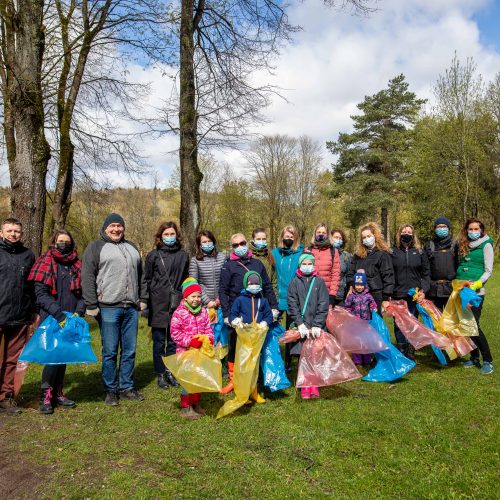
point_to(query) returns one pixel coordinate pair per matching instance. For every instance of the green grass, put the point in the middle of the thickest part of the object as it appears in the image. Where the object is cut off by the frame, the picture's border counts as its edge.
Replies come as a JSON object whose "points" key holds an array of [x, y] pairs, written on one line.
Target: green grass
{"points": [[432, 435]]}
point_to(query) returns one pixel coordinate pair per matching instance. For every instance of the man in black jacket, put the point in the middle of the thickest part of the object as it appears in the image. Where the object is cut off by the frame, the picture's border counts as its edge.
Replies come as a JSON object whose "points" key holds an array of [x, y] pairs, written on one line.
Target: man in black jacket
{"points": [[16, 307]]}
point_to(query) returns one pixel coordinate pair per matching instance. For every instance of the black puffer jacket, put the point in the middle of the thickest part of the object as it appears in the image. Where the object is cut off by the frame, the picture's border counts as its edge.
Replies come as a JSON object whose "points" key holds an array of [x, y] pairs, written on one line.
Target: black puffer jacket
{"points": [[17, 298], [166, 268], [379, 271], [411, 270]]}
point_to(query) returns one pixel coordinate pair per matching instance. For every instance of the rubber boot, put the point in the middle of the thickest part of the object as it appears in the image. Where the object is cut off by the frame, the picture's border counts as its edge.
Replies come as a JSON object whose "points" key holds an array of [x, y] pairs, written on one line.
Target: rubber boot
{"points": [[229, 387]]}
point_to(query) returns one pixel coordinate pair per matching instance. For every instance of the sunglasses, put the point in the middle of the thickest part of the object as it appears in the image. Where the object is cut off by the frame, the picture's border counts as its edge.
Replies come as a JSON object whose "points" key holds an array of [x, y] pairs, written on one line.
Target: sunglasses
{"points": [[240, 244]]}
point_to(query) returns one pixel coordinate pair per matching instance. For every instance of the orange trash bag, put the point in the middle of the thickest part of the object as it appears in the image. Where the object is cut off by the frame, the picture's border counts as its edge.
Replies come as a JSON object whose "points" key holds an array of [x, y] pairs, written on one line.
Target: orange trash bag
{"points": [[353, 334]]}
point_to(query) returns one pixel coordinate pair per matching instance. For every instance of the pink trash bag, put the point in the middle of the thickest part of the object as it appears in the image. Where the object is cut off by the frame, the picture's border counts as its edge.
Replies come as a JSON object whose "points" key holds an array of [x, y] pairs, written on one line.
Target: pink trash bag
{"points": [[352, 333], [417, 334]]}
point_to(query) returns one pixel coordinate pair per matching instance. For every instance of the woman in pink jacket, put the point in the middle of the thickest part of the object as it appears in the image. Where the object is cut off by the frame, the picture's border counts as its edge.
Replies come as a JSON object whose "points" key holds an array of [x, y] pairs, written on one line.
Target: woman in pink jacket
{"points": [[327, 260], [188, 321]]}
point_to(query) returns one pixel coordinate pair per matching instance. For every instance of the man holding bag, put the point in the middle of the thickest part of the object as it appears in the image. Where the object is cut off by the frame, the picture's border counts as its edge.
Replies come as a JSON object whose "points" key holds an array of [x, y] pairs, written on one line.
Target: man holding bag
{"points": [[114, 291]]}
************
WHAT THE TASK ASKS — Return the lines above unchanged, word for word, leaving out the pictures.

OUTPUT BELOW —
point_to(query) returns one pixel coordinate pair per matching instance. For every instance of the green grass, put the point in the middle of the thickest part of the object as it appears in the image. Where the object is cut off by the frame, the picture's border counts as its edge.
Replies come as a JSON object whose "points" key holds an array of [x, y] pairs, written on one line.
Target: green grass
{"points": [[432, 435]]}
point_to(query) returns one pixel coordinate pair per matching instance. For every instance of the man in black jacket, put the point in the middle of the thickest part of the object as it appears in the image. Where the object is cut off by the frame, the picture's border counts as its edge.
Replies come as a JSON object whose "points" key holds an array of [x, y] pairs, written on one line.
Target: man in black jacket
{"points": [[16, 307]]}
point_to(query) returns one pixel coordinate pair per matching instance. For every instance of the black puffer jacket, put the point in the middle of the thickest part of the object as it appears in the image. Where the object is cut off by the frame, the picture's border counts as its edge.
Replies come as a JSON object whose "points" key holds an array of [x, y] pairs, written on one line.
Target: black puffer jacket
{"points": [[17, 298], [166, 268], [379, 271], [411, 270]]}
point_to(query) returns one pixel coordinate pair per matching instance. For every instance of the rubber boot, put the point in the middle of the thickest part of the object as it appears in the image. Where the object is cut off by the frame, the picture's border counts as its edge.
Replies come as a JSON object whose "points" key holds an array of [x, y] pairs, written on one line.
Target: rubber boot
{"points": [[229, 387]]}
point_to(query) returns one pixel coordinate pair per matching instance. For every instance of the sunglasses, put the point in the middle of the thickest part of the object as it appears in the image. Where the object is cut off by the frame, the picture's border counts as its edge.
Replies come as a JSON object whose "points" key holds an array of [x, y] pairs, written on one line.
Target: sunglasses
{"points": [[240, 244]]}
point_to(query) returns one pixel coordinate pair per matching instance. For every instance of the orange trash bag, put the point in the middle of the thickest part of the object as it appears in the image. Where the object is cut off by the frame, the picture's border counts as its edge.
Replies come as a JSON object whose "points" key holds an array of [x, y] pairs, written on one line.
Target: orange trash bag
{"points": [[353, 334]]}
point_to(query) returns one pixel coordinate pair per matching instance. For every instance of the pink trash bag, put the point in the middle of the thickest part of the object as it appears in the image. Where the object is cut off by the frame, the picture's border counts as its edge.
Replies come as a JSON object whose "points" key holds an array of [x, y] pairs, written on one line.
Target: pink trash bag
{"points": [[352, 333], [417, 334]]}
point_to(query) returns one pixel coordinate pair per matching instance. For every instance of the woman in pink jacket, put the point in the middle of the thickest part of the object as it appears in the image. Where the object is cut off by the frame, the picture's border counts as its edge.
Replies come as a JSON object whose "points" key holds an array of [x, y] pairs, written on one line.
Target: woman in pink jacket
{"points": [[327, 260], [188, 321]]}
point_to(query) returns one pixel coordinate pair per matching instance. For every instance of the man holding bag, put the point in the middle of the thickest part of the object as it appears in the image. Where the object is cut off by the frame, the picture's border counts as its edge.
Replies come as a JSON object whose "points" key holds an array of [x, y] pairs, written on one line.
Target: man holding bag
{"points": [[114, 291]]}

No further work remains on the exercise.